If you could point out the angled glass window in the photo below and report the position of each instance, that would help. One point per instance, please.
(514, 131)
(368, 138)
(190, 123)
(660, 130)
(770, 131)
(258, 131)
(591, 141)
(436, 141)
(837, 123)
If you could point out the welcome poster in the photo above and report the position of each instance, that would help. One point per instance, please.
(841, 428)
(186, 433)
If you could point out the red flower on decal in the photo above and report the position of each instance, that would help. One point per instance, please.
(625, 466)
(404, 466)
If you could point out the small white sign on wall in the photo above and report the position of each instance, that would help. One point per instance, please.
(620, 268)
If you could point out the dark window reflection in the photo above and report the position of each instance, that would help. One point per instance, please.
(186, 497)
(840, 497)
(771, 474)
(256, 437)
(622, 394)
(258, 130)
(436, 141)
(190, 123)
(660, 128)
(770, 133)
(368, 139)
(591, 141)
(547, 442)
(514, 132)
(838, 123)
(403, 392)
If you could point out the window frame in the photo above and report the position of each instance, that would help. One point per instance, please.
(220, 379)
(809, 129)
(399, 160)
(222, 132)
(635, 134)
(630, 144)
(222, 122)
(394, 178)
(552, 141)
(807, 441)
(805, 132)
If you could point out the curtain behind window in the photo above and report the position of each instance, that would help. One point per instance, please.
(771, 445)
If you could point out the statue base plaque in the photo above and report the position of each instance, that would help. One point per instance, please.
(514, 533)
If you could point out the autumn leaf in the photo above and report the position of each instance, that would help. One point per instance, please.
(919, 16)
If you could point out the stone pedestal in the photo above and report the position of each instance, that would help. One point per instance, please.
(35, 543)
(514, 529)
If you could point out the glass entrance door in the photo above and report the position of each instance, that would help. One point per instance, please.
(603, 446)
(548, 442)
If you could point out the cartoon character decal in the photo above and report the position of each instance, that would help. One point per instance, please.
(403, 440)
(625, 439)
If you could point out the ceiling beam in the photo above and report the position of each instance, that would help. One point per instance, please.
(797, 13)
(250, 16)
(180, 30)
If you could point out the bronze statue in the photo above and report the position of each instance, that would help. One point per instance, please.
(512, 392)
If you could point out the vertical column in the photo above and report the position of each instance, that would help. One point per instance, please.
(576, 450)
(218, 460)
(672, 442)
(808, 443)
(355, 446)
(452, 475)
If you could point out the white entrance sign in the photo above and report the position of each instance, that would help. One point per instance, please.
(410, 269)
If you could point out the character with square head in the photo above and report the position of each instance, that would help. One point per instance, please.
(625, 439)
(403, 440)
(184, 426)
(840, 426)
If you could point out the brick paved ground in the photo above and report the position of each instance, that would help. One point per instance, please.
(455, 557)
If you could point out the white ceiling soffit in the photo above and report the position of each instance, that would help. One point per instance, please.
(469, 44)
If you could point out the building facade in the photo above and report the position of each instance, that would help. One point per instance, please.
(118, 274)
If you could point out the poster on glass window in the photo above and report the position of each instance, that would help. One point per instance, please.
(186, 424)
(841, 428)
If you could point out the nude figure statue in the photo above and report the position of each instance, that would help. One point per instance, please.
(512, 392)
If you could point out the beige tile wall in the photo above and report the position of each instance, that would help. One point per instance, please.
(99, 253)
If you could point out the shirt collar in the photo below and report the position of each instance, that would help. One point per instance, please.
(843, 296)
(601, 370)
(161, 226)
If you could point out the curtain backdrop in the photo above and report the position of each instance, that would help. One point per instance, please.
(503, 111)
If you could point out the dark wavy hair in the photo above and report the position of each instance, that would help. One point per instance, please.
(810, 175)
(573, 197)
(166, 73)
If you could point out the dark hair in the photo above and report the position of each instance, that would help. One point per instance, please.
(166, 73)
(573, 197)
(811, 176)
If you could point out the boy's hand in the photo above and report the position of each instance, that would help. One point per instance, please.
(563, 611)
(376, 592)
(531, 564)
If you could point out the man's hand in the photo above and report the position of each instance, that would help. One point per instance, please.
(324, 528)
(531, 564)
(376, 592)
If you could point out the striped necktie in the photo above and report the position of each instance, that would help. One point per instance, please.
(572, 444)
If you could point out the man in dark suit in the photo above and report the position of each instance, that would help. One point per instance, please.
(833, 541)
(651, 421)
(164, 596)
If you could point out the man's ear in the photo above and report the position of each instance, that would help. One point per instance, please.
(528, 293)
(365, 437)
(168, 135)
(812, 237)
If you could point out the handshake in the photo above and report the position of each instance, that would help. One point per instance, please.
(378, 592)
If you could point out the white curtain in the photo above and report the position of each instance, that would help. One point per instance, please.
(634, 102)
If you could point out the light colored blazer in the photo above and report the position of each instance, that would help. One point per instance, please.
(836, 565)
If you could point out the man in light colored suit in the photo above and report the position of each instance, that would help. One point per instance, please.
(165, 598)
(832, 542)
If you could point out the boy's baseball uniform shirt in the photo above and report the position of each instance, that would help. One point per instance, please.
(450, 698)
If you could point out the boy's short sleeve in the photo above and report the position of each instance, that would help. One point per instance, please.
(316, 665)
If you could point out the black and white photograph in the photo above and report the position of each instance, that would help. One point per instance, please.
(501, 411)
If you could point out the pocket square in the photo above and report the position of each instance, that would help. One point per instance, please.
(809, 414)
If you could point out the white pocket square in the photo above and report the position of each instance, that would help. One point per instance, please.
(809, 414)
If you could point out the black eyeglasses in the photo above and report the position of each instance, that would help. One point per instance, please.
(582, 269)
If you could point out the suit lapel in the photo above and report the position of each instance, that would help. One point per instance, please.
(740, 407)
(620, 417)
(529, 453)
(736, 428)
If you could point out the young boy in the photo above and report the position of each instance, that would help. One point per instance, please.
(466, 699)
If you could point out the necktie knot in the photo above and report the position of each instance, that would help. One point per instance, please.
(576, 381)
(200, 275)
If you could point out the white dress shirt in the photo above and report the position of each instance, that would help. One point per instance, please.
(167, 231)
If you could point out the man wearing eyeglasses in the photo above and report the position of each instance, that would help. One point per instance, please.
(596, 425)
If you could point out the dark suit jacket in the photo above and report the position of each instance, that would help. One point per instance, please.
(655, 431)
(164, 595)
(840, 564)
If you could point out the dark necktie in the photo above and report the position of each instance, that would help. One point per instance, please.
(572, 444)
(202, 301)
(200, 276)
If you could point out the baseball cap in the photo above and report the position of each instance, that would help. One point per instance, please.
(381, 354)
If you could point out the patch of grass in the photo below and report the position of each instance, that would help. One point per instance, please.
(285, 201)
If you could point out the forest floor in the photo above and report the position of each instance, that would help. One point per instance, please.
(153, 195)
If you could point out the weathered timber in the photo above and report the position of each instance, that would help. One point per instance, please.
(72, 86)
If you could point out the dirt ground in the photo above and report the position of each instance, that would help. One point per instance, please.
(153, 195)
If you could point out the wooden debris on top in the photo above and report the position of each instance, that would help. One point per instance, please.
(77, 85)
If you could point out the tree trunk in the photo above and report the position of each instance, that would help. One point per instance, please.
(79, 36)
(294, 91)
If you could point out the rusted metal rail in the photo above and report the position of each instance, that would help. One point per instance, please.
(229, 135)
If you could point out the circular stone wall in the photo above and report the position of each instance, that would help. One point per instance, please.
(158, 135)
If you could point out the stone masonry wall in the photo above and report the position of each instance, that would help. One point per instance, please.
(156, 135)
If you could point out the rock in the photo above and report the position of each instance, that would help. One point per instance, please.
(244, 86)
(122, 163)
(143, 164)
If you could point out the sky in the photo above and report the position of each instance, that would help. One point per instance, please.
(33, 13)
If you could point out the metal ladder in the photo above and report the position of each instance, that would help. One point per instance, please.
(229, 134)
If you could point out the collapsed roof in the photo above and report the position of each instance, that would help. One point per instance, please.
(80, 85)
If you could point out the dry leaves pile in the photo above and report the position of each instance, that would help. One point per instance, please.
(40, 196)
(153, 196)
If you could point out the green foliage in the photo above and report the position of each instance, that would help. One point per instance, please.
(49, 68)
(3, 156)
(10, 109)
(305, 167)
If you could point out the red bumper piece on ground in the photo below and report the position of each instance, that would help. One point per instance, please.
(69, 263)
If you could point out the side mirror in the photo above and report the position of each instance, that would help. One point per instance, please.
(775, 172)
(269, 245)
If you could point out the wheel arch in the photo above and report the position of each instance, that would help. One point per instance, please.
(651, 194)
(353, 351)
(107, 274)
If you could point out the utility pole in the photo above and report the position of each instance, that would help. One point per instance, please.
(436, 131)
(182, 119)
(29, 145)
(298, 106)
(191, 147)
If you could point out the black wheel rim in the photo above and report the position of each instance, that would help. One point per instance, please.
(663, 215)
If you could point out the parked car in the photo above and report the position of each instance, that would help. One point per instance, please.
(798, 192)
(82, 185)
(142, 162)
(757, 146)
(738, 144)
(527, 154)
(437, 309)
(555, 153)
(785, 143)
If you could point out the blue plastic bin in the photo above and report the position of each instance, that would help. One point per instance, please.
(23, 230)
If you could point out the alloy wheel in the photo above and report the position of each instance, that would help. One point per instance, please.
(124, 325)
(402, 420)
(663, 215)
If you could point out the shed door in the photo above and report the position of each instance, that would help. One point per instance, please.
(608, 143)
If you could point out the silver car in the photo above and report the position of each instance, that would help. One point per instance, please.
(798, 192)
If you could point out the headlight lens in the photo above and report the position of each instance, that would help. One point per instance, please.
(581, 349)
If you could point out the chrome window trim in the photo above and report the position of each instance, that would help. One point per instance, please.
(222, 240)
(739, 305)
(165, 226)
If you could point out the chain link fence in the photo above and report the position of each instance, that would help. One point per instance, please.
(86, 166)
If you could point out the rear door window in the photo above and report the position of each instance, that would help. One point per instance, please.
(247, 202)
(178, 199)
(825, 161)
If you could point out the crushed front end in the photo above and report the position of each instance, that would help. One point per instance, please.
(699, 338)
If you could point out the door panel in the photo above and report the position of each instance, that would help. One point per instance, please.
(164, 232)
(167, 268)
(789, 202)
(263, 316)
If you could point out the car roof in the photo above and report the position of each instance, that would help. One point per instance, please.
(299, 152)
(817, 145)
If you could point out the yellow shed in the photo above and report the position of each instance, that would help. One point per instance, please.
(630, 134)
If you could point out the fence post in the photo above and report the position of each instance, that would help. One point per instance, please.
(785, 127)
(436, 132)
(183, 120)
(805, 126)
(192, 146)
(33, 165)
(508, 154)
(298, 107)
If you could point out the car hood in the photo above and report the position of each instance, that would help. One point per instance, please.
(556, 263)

-------------------------

### GOAL:
Write the lines out exactly, from the one with "If you could point out the crushed" down to the last line of the listing, and leave out all others.

### SOLUTION TO THIS EXERCISE:
If you could point out the crushed front end in the photo above and report the position of each instance, that would help. One point per instance, please.
(699, 338)
If you could point out the door panel in the photo above and report the position of each instance, that would help. One point per instance, please.
(164, 232)
(167, 268)
(789, 202)
(263, 316)
If you could point out the car roof in the photo above and report the position of each instance, that would help. One point per instance, please.
(299, 152)
(817, 145)
If you could point out the yellow shed in the photo above and report the position of each instance, that would help. One point per instance, please.
(630, 134)
If you could point out the fence post in the photo above and report the position of each instance, that would help. One point per instance, please.
(785, 127)
(436, 132)
(183, 120)
(805, 126)
(192, 146)
(33, 165)
(508, 154)
(298, 107)
If you could point out the car hood in the photo above and report the position of each instance, that would help. One point per instance, please.
(556, 263)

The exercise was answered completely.